▸ **Requirement**
Type out the complete listing below word for word, without its pictures.

▸ **Extracted material**
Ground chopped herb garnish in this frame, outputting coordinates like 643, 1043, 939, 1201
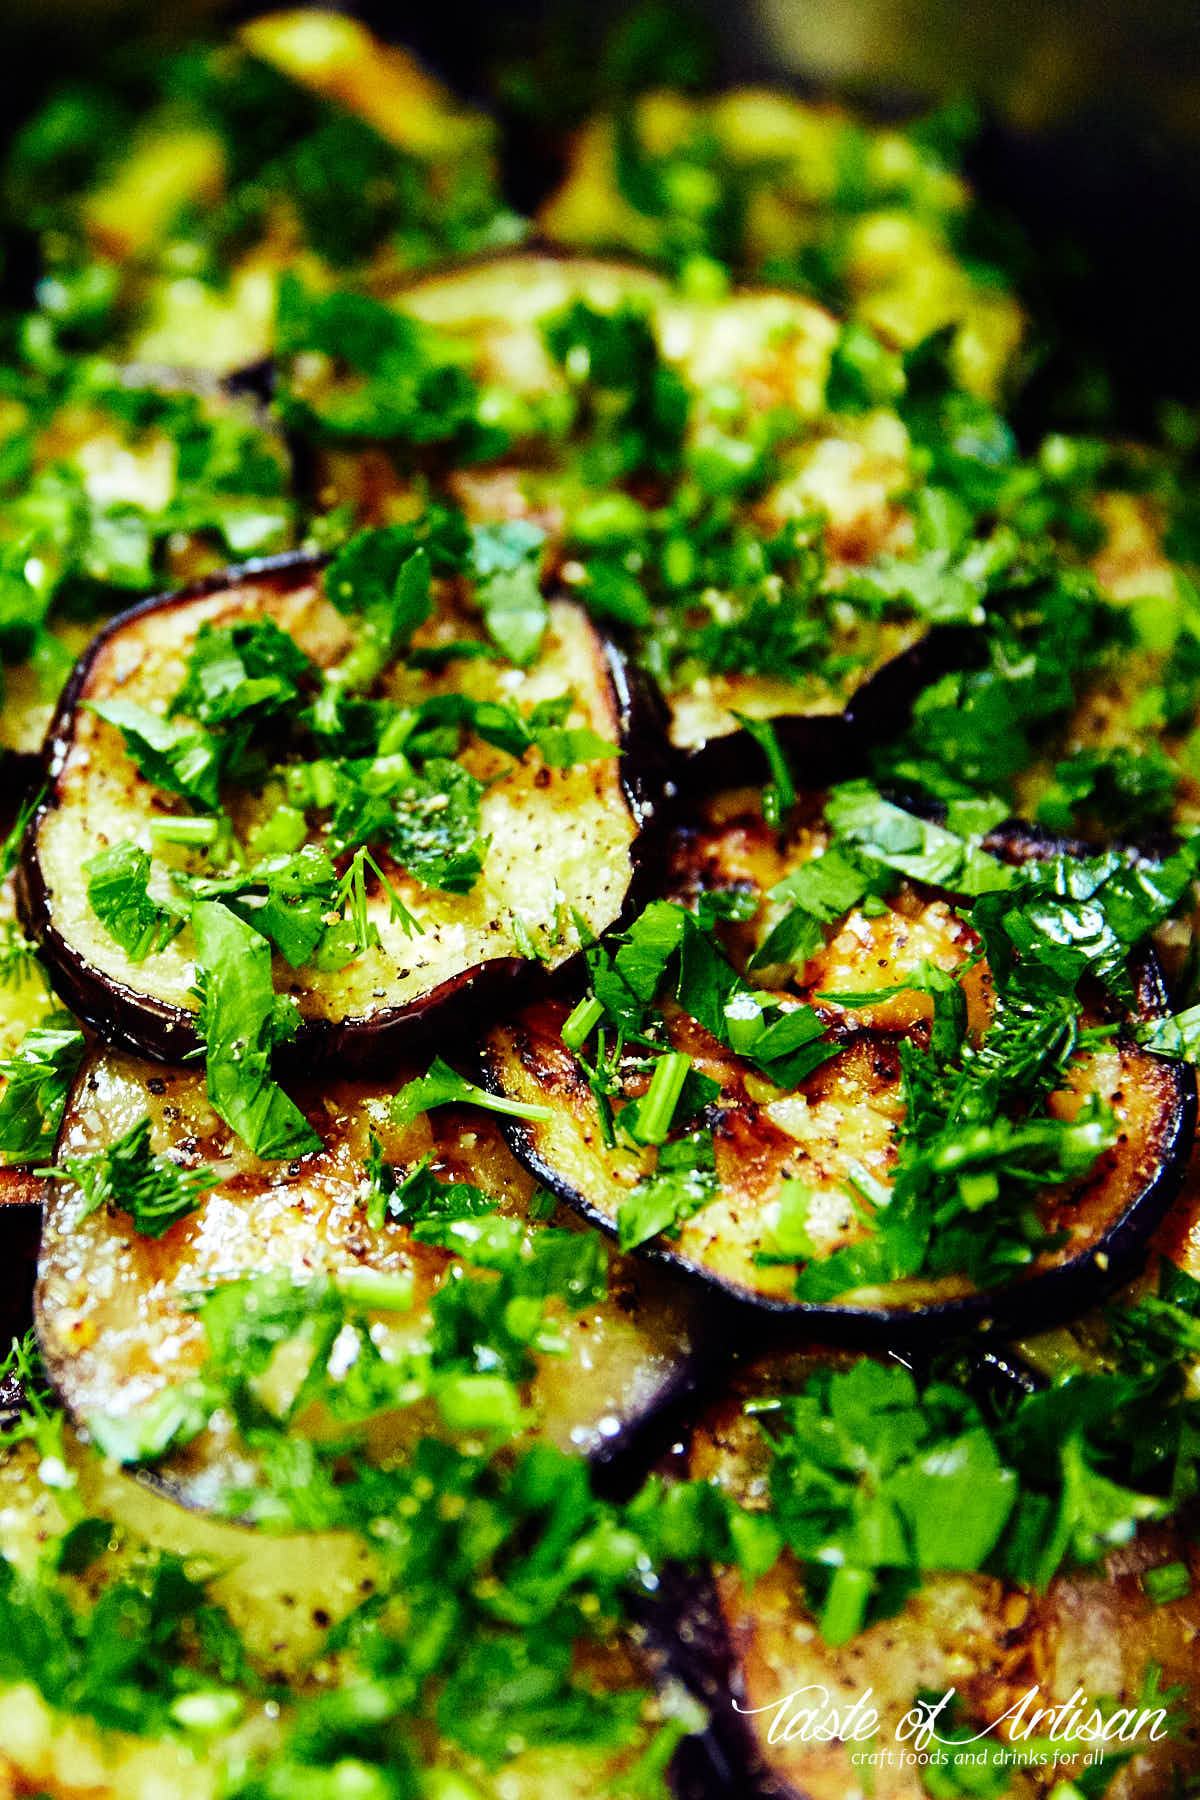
0, 1020, 85, 1165
41, 1114, 215, 1238
88, 700, 222, 809
391, 1056, 552, 1129
84, 839, 185, 962
617, 1128, 718, 1250
189, 901, 320, 1162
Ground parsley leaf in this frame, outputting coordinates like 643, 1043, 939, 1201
276, 278, 486, 449
1140, 1003, 1200, 1061
87, 699, 221, 809
470, 519, 549, 665
825, 780, 1012, 895
324, 528, 433, 690
543, 298, 689, 481
189, 901, 320, 1161
755, 1362, 1017, 1645
0, 1021, 85, 1165
169, 618, 313, 730
391, 1057, 552, 1129
328, 754, 489, 894
84, 840, 185, 962
617, 1128, 718, 1250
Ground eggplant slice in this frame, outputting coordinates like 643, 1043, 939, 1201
21, 553, 663, 1069
0, 866, 62, 1341
0, 1432, 689, 1800
311, 251, 950, 773
35, 1045, 704, 1510
483, 793, 1195, 1337
682, 1352, 1200, 1800
0, 367, 294, 767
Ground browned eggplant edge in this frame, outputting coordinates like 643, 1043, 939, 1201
636, 1348, 1053, 1800
671, 623, 978, 795
395, 247, 984, 795
481, 867, 1197, 1343
17, 552, 674, 1074
16, 553, 331, 1067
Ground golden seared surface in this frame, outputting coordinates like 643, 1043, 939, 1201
690, 1357, 1200, 1800
36, 1046, 700, 1505
33, 575, 639, 1033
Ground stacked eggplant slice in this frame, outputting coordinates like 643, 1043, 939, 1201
3, 15, 1200, 1799
485, 796, 1195, 1334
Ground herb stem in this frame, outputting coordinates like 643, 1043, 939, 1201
561, 994, 605, 1051
630, 1049, 692, 1146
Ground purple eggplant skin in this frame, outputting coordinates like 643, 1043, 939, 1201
482, 790, 1198, 1343
0, 750, 43, 806
669, 624, 978, 797
16, 554, 325, 1068
17, 553, 672, 1075
486, 953, 1195, 1348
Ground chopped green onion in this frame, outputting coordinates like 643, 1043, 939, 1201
561, 993, 604, 1051
332, 1268, 415, 1313
1142, 1560, 1191, 1606
285, 759, 339, 810
149, 816, 220, 846
436, 1374, 525, 1433
959, 1170, 1001, 1211
630, 1050, 693, 1146
248, 806, 308, 856
819, 1563, 873, 1647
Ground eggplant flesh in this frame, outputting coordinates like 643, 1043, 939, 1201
313, 252, 940, 764
0, 1434, 678, 1800
483, 794, 1194, 1334
21, 557, 657, 1070
0, 372, 292, 764
35, 1046, 703, 1510
682, 1353, 1200, 1800
0, 867, 57, 1334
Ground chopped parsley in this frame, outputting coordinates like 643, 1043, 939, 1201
470, 517, 549, 664
755, 1313, 1200, 1645
84, 840, 185, 962
543, 298, 689, 482
391, 1056, 552, 1129
40, 1114, 215, 1239
275, 279, 489, 450
0, 1020, 85, 1165
189, 900, 320, 1162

▸ **The answer**
Ground chopped herb garnish in this frame, outputting coordinates like 643, 1043, 939, 1201
0, 1020, 85, 1165
41, 1114, 215, 1238
88, 700, 222, 809
391, 1056, 552, 1129
84, 839, 185, 962
617, 1128, 718, 1250
189, 901, 320, 1162
Ground parsley leaf in this frame, outputting coordinates like 643, 1043, 939, 1201
276, 278, 486, 449
1140, 1003, 1200, 1061
87, 699, 221, 809
470, 519, 549, 665
825, 780, 1012, 895
324, 528, 433, 690
543, 298, 689, 481
189, 901, 320, 1161
755, 1362, 1017, 1645
0, 1021, 85, 1165
169, 618, 313, 730
391, 1057, 552, 1129
328, 754, 489, 894
84, 840, 185, 962
617, 1128, 718, 1250
Ground eggplant slice in this frame, outputting coordinates like 643, 1043, 939, 1201
21, 553, 663, 1069
0, 866, 62, 1341
0, 1432, 689, 1800
311, 251, 950, 773
35, 1045, 704, 1510
483, 793, 1195, 1337
682, 1352, 1200, 1800
0, 367, 294, 767
Ground browned eggplant edge in this frame, outputting coordinates like 643, 1043, 939, 1201
636, 1348, 1053, 1800
671, 623, 978, 795
395, 247, 984, 795
481, 867, 1197, 1343
17, 552, 674, 1074
16, 553, 331, 1067
Ground golden seared surface in this frame, outputting coordinates like 643, 1043, 939, 1201
690, 1357, 1200, 1800
36, 1046, 700, 1505
33, 575, 639, 1033
Ground stacked eggplant slice in this frame, outputting coordinates like 643, 1043, 939, 1201
3, 15, 1200, 1799
485, 796, 1195, 1334
Ground herb stem in this frame, outputting coordinates like 643, 1043, 939, 1201
561, 994, 605, 1051
630, 1049, 692, 1146
Ground purple eggplant skin in this frame, outputting coordinates like 643, 1043, 939, 1201
482, 790, 1198, 1343
0, 750, 43, 806
669, 624, 978, 797
16, 554, 325, 1068
17, 553, 672, 1075
486, 953, 1195, 1348
Ground chopped green onion in this frame, outputting coordinates like 643, 1043, 939, 1201
561, 993, 604, 1051
332, 1268, 415, 1313
1142, 1560, 1191, 1606
285, 759, 339, 810
149, 816, 220, 846
436, 1374, 525, 1433
959, 1170, 1001, 1211
630, 1050, 693, 1146
248, 806, 308, 856
819, 1563, 873, 1647
Ground eggplant flesh in this frame, outputting coordinates like 643, 1043, 939, 1201
313, 252, 940, 764
0, 1434, 678, 1800
483, 794, 1194, 1334
21, 557, 657, 1070
0, 372, 292, 764
35, 1046, 703, 1510
682, 1353, 1200, 1800
0, 867, 57, 1334
Ground chopped parsley in this frame, outputting coordinates like 643, 1043, 939, 1201
470, 517, 549, 664
755, 1313, 1200, 1645
84, 840, 185, 962
543, 298, 689, 482
391, 1056, 552, 1129
40, 1114, 215, 1239
275, 279, 489, 450
0, 1020, 85, 1165
189, 900, 320, 1162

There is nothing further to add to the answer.